__WHAT IS REQUIRED__
Write out every record in full, keeping each character exactly as it is.

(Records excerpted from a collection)
▼
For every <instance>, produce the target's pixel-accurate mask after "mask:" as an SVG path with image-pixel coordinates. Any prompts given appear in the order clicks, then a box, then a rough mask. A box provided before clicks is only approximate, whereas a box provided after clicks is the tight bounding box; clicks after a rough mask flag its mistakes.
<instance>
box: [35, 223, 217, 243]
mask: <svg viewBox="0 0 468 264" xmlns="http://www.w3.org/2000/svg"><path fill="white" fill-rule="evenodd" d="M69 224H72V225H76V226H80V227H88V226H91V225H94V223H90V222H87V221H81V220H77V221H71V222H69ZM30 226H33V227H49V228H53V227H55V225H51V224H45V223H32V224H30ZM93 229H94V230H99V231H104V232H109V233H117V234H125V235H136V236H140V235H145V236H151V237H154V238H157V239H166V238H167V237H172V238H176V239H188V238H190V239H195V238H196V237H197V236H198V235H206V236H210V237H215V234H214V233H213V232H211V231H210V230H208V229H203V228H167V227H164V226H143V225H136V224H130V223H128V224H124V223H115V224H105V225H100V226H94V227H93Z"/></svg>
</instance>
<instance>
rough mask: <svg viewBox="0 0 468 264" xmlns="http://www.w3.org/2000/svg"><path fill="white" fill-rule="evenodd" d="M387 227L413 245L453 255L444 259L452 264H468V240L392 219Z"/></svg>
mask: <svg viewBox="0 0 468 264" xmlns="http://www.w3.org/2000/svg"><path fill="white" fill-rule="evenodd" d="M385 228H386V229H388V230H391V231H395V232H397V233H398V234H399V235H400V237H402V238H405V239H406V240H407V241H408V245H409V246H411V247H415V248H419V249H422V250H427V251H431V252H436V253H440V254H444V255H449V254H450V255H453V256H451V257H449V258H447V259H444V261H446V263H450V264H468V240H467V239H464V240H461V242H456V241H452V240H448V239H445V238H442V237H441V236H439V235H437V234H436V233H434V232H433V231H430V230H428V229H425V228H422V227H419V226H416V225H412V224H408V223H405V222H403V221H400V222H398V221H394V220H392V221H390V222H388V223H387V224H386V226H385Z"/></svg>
▲
__SOLUTION TO THE EXERCISE__
For every <instance>, produce the target's pixel-accurate mask after "mask:" as an SVG path with image-pixel coordinates. Any prompts given appear in the order clicks, then a box, then a rough mask. A box provided before clicks is only approximate, whereas a box provided after clicks is the tight bounding box; clicks after a rough mask flag its mistakes.
<instance>
box: [35, 223, 217, 243]
mask: <svg viewBox="0 0 468 264" xmlns="http://www.w3.org/2000/svg"><path fill="white" fill-rule="evenodd" d="M69 224H72V225H76V226H80V227H88V226H91V225H94V223H90V222H87V221H81V220H77V221H71V222H69ZM30 226H33V227H49V228H53V227H55V225H51V224H45V223H32V224H30ZM93 229H94V230H99V231H104V232H109V233H117V234H125V235H136V236H140V235H145V236H151V237H154V238H157V239H166V238H167V237H172V238H176V239H188V238H190V239H195V238H196V237H197V236H198V235H206V236H210V237H215V234H214V233H213V232H211V231H210V230H208V229H203V228H167V227H164V226H143V225H136V224H130V223H128V224H124V223H115V224H105V225H100V226H94V227H93Z"/></svg>
</instance>
<instance>
rough mask: <svg viewBox="0 0 468 264" xmlns="http://www.w3.org/2000/svg"><path fill="white" fill-rule="evenodd" d="M387 227L413 245L453 255L444 259L452 264H468V240L392 219Z"/></svg>
mask: <svg viewBox="0 0 468 264" xmlns="http://www.w3.org/2000/svg"><path fill="white" fill-rule="evenodd" d="M385 228H386V229H388V230H391V231H395V232H397V233H398V234H399V235H400V237H402V238H405V239H406V240H407V241H408V245H409V246H411V247H415V248H419V249H422V250H427V251H431V252H436V253H440V254H444V255H449V254H450V255H453V256H451V257H449V258H447V259H444V261H446V263H450V264H468V240H467V239H464V240H461V242H456V241H452V240H448V239H445V238H442V237H441V236H439V235H437V234H436V233H434V232H433V231H430V230H428V229H425V228H422V227H419V226H416V225H412V224H408V223H405V222H403V221H400V222H398V221H394V220H392V221H390V222H388V223H387V224H386V226H385Z"/></svg>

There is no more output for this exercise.